**Selected excerpt**
((

We took pictures and petted the drop bear for awhile at the park before heading back to Mandurah, me feeling that I'd just touched a real part of Australia.
And then, of course, we washed our hands.
Another afternoon we took Dan's mom and stepfather to the Peel Zoo in Pinjarra near Mandurah. There were tons of parrots there, in large aviaries you could walk through. A few of them took a liking to me and my shiny earrings and then wouldn't get off of me.
As we were preparing to leave this park, Marilyn started chatting with the owner, who had designed the zoo in Kunming, Yunnan province and some other animal parks in Southeast Asia. We remember the Kunming Zoo from our visit in 2006 mostly from the line for the toilets and the fact that the day after we looked at the tiger during photo time and discussed paying 10 yuan to go pet him, it broke free and killed a person at the zoo.

))

**Dataset entries**
((

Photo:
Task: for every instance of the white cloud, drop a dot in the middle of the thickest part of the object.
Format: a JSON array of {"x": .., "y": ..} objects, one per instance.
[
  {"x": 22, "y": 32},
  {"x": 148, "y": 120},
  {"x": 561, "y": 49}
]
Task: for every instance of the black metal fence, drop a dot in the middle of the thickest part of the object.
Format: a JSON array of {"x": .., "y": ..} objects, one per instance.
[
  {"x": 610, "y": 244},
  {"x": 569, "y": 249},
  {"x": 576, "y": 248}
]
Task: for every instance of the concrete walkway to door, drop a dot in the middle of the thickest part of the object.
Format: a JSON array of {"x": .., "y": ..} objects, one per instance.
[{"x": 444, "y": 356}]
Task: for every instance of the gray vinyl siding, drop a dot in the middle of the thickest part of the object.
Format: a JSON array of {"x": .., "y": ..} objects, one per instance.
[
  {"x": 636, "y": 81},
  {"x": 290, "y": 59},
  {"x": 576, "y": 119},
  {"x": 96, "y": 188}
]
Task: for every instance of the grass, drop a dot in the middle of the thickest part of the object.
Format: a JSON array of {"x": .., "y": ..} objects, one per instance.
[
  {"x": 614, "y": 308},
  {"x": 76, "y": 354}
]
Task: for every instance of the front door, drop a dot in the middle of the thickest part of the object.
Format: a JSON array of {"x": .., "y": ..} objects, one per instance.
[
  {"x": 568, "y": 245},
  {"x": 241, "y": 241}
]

))

**Exercises to complete**
A: From the entries, copy word for word every line from the one containing "Task: for every instance of the grass, drop" through the last line of the entries, both ends included.
B: Continue the account of the animal park visits near Mandurah from where it stops.

**Responses in order**
A:
Task: for every instance of the grass, drop a dot in the middle of the thickest part of the object.
Format: a JSON array of {"x": .., "y": ..} objects, one per instance.
[
  {"x": 614, "y": 308},
  {"x": 76, "y": 354}
]
Task: for every instance of the front door, drop a dot in the middle of the thickest part of the object.
Format: a JSON array of {"x": .., "y": ..} objects, one per instance.
[
  {"x": 568, "y": 245},
  {"x": 241, "y": 241}
]

B:
We also spent some time with Dan's brother and 4-year-old niece and went with them to the Perth Zoo and the local sea aquarium, AQWA. The zoo was good, a nice leafy place to visit on a hot day with a good selection of animals, including a nice Australian section where kangaroos and lots of birds run freely over the paths. The aquarium was also an interesting stop. They had a good selection of colorful fish, an exhibit on Australia's famous poisonous fish and animals and a pool for touching some of the non-poisonous ones that really captured Brittney's attention.